Filter the records below, copying each line that contains the string "grass".

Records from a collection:
○ ○ ○

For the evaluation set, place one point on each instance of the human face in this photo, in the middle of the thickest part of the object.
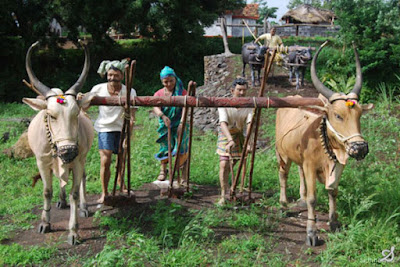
(169, 83)
(114, 77)
(239, 91)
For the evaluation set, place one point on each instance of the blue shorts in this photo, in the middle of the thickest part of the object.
(109, 141)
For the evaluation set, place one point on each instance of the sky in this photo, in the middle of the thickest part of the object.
(281, 4)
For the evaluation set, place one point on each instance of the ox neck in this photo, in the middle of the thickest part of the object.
(325, 140)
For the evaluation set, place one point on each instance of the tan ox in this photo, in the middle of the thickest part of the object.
(320, 143)
(60, 136)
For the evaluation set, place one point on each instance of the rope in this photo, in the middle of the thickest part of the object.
(341, 137)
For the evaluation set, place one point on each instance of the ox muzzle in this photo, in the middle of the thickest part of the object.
(67, 153)
(357, 149)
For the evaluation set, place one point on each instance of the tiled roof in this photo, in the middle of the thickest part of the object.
(249, 11)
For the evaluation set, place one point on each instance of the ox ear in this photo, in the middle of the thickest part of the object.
(35, 103)
(366, 108)
(84, 101)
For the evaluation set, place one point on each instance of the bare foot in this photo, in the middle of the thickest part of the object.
(101, 199)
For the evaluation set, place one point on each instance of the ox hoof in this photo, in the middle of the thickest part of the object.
(312, 240)
(61, 204)
(73, 239)
(44, 228)
(83, 213)
(335, 226)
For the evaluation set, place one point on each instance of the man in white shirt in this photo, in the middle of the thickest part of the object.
(233, 122)
(271, 40)
(110, 120)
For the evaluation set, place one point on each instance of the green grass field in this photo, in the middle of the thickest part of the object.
(368, 205)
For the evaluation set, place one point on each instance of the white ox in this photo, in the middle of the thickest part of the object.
(60, 136)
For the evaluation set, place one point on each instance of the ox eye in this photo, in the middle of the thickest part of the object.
(337, 116)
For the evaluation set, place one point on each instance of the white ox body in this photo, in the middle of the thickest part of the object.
(60, 136)
(72, 127)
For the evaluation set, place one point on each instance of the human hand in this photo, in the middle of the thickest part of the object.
(166, 120)
(231, 144)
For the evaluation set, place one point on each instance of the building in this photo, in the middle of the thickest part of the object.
(249, 14)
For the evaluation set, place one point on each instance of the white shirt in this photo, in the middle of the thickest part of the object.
(111, 118)
(236, 118)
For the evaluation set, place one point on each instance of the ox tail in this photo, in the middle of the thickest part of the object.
(36, 178)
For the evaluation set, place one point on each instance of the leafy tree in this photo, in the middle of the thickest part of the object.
(265, 11)
(375, 27)
(295, 3)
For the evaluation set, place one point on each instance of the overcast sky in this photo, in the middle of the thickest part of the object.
(281, 4)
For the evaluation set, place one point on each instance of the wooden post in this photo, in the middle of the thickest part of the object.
(225, 38)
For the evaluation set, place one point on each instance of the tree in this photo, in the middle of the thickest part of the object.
(375, 27)
(295, 3)
(265, 11)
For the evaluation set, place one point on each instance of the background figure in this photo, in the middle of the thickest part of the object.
(170, 117)
(230, 135)
(110, 120)
(271, 40)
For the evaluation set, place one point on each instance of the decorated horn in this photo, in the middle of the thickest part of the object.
(43, 89)
(79, 83)
(325, 91)
(357, 86)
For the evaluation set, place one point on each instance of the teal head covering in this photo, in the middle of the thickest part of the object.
(106, 65)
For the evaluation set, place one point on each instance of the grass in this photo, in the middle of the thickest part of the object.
(168, 234)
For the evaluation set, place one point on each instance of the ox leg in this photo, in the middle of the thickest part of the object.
(312, 238)
(258, 76)
(45, 173)
(73, 237)
(303, 70)
(83, 209)
(62, 201)
(297, 78)
(252, 75)
(303, 191)
(284, 168)
(334, 224)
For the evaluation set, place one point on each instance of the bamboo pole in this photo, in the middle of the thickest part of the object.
(180, 137)
(192, 101)
(192, 92)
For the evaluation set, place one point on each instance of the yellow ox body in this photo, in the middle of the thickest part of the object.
(60, 137)
(320, 141)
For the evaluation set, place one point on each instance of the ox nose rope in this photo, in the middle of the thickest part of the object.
(339, 136)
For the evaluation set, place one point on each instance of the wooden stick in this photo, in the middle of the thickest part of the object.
(180, 137)
(253, 152)
(192, 92)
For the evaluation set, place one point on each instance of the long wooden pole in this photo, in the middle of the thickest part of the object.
(253, 151)
(244, 151)
(180, 137)
(192, 101)
(192, 92)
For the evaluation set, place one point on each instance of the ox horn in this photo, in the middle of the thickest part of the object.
(74, 89)
(325, 91)
(357, 86)
(43, 89)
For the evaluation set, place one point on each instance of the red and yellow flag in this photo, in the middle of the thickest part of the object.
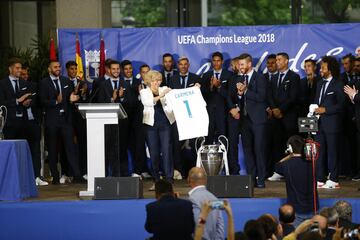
(78, 60)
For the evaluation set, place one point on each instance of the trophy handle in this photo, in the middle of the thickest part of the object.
(221, 140)
(196, 143)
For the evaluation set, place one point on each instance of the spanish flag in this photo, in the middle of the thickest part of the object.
(78, 60)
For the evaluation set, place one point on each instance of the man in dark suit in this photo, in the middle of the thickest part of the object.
(251, 92)
(308, 87)
(169, 217)
(97, 82)
(330, 98)
(19, 97)
(56, 94)
(168, 69)
(132, 129)
(33, 125)
(348, 142)
(184, 79)
(214, 90)
(79, 123)
(284, 106)
(233, 119)
(110, 91)
(272, 73)
(354, 97)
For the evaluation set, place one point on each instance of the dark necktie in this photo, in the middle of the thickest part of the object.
(16, 87)
(168, 78)
(57, 86)
(322, 93)
(280, 80)
(183, 81)
(115, 84)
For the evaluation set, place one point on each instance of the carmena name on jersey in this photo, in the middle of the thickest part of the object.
(190, 112)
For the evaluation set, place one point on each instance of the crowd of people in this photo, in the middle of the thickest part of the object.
(261, 108)
(200, 217)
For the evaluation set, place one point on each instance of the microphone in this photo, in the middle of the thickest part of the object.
(93, 95)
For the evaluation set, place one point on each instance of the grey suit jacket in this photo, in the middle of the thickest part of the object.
(214, 227)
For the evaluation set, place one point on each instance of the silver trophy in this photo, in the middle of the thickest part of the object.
(212, 158)
(3, 113)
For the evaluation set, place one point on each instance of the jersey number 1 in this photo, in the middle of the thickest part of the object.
(188, 108)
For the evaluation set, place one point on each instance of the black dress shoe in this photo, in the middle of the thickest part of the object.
(55, 181)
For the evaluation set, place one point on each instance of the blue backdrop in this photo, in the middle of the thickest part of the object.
(146, 45)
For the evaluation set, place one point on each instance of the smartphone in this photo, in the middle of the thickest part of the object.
(218, 204)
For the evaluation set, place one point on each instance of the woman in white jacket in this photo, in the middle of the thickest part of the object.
(157, 117)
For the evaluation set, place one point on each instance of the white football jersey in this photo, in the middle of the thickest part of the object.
(190, 112)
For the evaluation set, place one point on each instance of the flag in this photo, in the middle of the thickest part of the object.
(52, 50)
(78, 60)
(102, 57)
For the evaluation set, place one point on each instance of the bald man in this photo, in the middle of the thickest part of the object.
(198, 195)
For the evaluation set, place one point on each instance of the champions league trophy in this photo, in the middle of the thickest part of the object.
(212, 158)
(3, 113)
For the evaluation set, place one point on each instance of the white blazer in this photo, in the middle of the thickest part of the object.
(147, 99)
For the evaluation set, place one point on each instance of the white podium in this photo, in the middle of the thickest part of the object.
(97, 115)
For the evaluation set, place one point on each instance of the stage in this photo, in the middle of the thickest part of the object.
(59, 214)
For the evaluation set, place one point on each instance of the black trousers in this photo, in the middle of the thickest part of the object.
(233, 153)
(62, 132)
(79, 125)
(253, 138)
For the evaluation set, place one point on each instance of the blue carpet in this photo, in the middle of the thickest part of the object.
(111, 219)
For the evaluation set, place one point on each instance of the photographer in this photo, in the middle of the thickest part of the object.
(206, 208)
(299, 180)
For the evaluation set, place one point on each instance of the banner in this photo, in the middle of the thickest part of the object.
(147, 45)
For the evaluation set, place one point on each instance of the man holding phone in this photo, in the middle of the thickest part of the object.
(198, 195)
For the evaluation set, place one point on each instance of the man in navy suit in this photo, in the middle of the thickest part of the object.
(169, 217)
(168, 69)
(19, 97)
(132, 129)
(110, 91)
(348, 142)
(56, 94)
(214, 90)
(79, 123)
(251, 91)
(184, 79)
(353, 94)
(284, 106)
(331, 99)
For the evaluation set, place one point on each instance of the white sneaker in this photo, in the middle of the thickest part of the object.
(146, 175)
(320, 184)
(177, 175)
(64, 179)
(136, 175)
(331, 185)
(40, 182)
(275, 177)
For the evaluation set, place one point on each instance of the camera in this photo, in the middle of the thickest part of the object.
(353, 234)
(217, 205)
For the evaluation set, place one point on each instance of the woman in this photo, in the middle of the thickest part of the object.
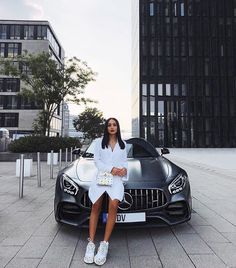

○ ○ ○

Answer to the task:
For the evaluation set, place one point on each instance of the green grass field in this photo, in the middle of the thickest part of the object.
For the evaluation set, place one point on each instance of the grass in this photo, in the middle of the thickest part of the object.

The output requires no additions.